Count how many lines in the listing below contain the word "black" and reply with that number alone.

━━━━

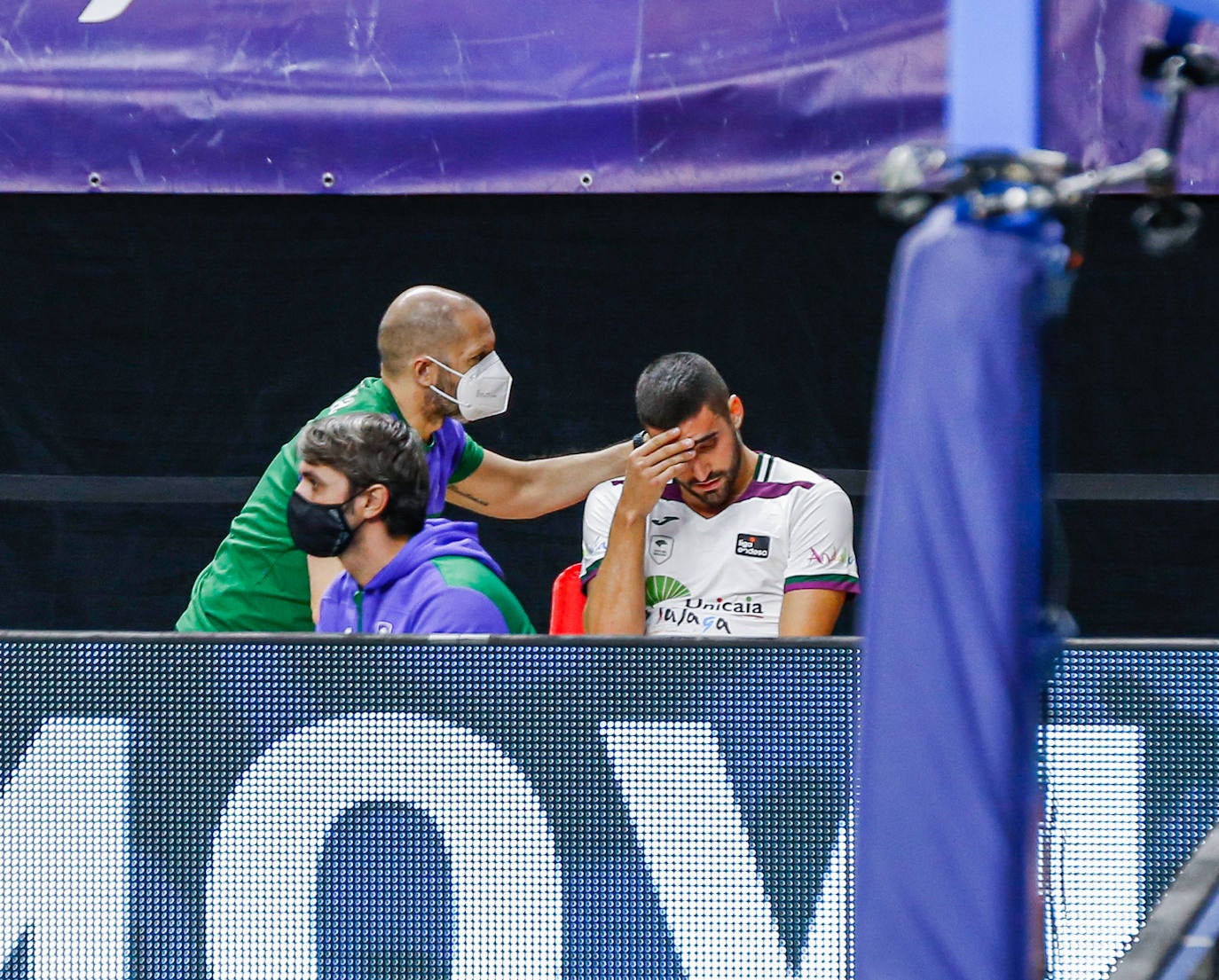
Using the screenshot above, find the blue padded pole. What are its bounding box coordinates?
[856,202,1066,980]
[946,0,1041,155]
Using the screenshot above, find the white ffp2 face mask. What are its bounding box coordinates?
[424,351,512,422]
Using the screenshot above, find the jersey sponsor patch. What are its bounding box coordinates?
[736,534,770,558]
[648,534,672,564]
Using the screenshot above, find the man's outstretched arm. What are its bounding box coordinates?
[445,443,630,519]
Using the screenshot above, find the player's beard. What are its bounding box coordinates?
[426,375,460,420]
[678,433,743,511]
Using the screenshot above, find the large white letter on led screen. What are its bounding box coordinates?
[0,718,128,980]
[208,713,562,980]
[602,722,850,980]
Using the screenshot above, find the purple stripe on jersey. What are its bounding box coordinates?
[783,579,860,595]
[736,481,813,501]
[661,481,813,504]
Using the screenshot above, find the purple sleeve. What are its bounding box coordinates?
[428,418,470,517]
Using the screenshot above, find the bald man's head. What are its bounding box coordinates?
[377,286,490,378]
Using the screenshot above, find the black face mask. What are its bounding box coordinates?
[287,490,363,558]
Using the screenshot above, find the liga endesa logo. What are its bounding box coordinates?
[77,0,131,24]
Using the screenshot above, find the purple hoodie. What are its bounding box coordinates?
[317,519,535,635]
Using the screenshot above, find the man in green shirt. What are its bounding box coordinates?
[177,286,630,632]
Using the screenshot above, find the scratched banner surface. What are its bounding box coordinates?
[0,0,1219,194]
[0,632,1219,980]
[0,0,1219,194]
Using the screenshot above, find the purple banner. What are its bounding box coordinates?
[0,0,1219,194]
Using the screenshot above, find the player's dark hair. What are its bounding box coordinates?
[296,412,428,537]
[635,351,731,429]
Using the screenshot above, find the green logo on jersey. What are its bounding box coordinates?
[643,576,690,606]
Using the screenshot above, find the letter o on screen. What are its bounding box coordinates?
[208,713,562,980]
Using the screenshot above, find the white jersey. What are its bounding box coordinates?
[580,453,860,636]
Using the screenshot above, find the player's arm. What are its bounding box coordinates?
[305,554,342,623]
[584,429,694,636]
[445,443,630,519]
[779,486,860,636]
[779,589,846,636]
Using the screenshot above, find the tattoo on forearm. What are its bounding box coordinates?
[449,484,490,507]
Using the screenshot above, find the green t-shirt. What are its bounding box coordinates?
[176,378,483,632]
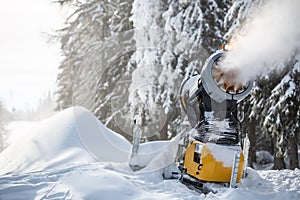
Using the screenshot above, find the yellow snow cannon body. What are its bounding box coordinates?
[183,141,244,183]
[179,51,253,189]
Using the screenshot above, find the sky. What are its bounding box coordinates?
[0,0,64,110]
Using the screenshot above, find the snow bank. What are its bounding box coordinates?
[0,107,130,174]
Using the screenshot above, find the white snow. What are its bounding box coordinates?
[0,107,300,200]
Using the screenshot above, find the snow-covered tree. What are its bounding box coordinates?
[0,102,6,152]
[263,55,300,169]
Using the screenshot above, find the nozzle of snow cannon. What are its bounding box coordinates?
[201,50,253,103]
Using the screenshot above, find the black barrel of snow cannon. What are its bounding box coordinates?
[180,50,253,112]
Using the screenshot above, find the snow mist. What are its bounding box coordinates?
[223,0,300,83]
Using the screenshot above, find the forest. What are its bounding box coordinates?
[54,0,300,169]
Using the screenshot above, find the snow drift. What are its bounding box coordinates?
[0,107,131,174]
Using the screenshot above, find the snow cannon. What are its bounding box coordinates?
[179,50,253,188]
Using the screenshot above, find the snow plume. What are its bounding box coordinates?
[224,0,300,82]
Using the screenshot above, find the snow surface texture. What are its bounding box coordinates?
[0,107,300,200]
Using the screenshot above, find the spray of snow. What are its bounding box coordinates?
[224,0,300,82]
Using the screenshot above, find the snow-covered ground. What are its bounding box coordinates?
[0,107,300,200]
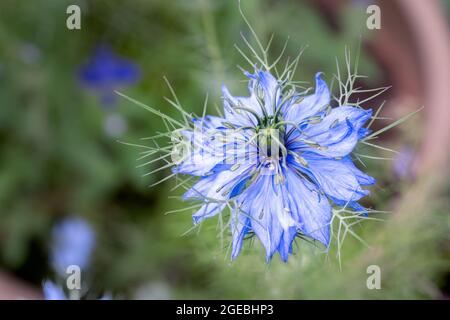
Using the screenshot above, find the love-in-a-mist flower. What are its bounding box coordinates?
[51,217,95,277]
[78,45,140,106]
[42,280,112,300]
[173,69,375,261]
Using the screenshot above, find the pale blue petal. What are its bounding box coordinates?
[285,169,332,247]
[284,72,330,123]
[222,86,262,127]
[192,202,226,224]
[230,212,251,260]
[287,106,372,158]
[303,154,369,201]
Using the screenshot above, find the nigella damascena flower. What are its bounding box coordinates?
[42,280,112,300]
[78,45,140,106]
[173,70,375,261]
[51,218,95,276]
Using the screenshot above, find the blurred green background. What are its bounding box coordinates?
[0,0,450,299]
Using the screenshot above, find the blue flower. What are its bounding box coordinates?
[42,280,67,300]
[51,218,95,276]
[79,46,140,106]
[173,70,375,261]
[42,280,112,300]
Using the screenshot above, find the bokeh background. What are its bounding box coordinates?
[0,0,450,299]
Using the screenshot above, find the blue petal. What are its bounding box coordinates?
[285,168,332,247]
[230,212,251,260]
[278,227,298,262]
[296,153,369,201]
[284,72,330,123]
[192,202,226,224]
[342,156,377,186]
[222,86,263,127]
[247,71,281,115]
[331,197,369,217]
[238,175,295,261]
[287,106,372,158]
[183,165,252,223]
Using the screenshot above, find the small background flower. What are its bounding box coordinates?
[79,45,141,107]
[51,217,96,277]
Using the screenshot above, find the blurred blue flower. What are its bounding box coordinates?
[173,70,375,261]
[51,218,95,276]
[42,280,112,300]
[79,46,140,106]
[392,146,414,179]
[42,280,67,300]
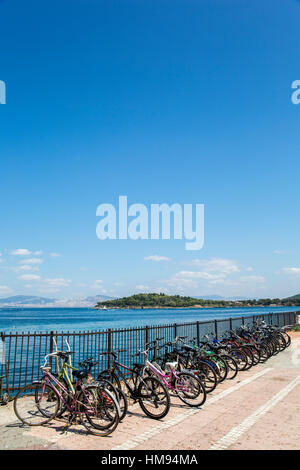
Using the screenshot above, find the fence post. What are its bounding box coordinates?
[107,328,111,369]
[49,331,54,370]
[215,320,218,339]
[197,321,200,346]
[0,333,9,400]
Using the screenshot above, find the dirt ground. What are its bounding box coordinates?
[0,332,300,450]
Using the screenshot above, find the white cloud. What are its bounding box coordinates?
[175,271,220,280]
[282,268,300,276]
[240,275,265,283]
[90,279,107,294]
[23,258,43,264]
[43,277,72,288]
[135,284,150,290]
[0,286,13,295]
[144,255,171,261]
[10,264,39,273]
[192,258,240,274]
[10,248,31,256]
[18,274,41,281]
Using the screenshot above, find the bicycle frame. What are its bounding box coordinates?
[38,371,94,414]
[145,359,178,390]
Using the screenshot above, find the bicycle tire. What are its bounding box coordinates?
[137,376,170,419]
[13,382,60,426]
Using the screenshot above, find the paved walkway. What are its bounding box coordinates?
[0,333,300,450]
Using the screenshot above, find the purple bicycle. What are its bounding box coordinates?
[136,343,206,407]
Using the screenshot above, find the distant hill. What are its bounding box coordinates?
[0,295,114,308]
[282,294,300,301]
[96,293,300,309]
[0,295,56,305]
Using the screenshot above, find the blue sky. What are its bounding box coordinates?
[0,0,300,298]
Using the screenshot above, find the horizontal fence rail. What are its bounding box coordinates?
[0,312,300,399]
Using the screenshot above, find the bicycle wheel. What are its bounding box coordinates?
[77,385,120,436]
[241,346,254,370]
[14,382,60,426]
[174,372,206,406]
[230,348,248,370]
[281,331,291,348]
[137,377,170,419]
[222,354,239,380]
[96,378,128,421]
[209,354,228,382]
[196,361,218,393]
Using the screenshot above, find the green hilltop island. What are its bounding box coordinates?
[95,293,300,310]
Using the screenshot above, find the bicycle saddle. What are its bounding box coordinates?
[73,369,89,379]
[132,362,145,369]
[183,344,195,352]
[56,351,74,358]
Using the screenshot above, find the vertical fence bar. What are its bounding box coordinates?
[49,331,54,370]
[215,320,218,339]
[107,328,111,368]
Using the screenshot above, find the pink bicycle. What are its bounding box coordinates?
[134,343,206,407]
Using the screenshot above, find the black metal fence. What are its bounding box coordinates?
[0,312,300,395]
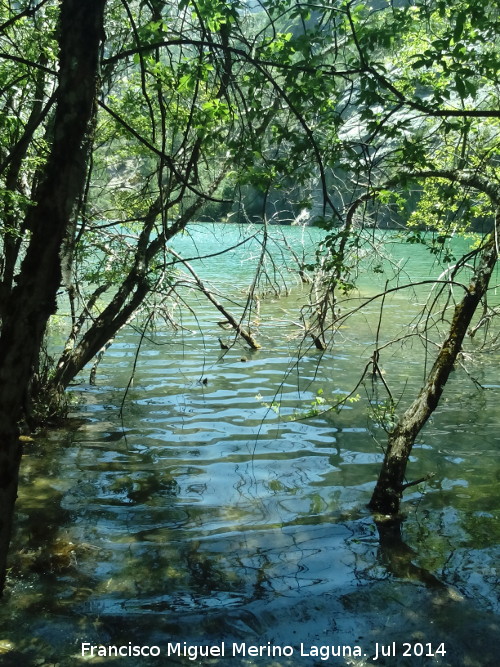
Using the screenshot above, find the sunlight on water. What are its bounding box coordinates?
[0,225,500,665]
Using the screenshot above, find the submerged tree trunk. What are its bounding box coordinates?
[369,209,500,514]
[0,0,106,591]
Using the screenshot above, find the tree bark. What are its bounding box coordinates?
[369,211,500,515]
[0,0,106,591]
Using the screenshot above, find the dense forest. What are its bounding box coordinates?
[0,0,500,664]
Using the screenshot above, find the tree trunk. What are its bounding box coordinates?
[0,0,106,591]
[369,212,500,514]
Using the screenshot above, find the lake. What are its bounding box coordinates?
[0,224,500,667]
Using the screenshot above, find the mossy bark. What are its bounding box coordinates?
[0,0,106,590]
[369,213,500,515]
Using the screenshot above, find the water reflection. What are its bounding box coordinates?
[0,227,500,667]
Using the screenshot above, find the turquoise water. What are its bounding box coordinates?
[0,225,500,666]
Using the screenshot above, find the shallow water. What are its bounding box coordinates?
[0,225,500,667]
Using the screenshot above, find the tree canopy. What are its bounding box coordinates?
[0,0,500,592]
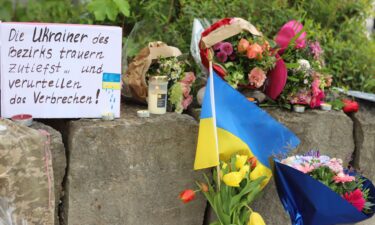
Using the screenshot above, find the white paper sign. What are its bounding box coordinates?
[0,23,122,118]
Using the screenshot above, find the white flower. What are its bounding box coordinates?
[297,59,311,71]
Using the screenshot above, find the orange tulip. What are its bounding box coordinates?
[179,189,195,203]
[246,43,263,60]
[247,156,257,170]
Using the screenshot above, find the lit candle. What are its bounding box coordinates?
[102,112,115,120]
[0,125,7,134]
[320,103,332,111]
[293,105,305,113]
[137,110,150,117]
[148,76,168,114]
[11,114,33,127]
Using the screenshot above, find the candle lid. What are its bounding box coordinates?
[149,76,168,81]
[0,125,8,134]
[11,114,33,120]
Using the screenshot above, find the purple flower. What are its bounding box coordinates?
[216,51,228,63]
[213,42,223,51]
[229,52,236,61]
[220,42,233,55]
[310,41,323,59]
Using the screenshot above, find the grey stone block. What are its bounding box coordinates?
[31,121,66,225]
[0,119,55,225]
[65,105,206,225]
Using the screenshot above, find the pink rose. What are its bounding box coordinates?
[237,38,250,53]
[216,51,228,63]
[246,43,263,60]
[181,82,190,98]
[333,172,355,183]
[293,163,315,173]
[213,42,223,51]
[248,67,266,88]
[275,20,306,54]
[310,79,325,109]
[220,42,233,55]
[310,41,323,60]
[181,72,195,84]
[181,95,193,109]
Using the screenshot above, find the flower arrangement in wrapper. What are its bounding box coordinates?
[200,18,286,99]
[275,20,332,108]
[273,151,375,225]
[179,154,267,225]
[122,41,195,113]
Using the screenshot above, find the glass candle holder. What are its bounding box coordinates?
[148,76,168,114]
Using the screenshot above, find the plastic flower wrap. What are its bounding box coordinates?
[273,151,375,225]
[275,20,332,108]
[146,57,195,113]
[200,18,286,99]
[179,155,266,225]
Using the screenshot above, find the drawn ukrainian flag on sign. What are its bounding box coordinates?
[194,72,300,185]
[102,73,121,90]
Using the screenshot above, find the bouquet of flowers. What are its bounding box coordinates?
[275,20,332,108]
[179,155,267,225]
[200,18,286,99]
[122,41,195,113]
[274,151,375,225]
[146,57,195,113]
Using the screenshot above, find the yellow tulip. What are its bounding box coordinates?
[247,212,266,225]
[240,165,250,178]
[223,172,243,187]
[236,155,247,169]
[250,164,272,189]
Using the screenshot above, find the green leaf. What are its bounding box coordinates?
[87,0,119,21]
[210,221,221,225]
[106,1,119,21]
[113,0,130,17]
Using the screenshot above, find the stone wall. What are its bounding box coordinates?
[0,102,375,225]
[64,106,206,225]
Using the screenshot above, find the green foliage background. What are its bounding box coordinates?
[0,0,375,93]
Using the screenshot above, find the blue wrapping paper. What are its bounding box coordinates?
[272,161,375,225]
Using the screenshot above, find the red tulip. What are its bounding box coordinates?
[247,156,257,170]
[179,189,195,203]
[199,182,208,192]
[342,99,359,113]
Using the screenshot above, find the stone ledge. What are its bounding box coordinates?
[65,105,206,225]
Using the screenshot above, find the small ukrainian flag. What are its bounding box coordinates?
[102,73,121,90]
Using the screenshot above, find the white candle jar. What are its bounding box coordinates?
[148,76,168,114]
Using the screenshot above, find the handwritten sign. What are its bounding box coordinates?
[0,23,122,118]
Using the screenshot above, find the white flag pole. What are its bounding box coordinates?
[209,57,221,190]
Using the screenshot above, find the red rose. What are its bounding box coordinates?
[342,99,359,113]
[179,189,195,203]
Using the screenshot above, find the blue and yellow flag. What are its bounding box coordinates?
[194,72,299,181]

━━━━

◆ Written response ◆
3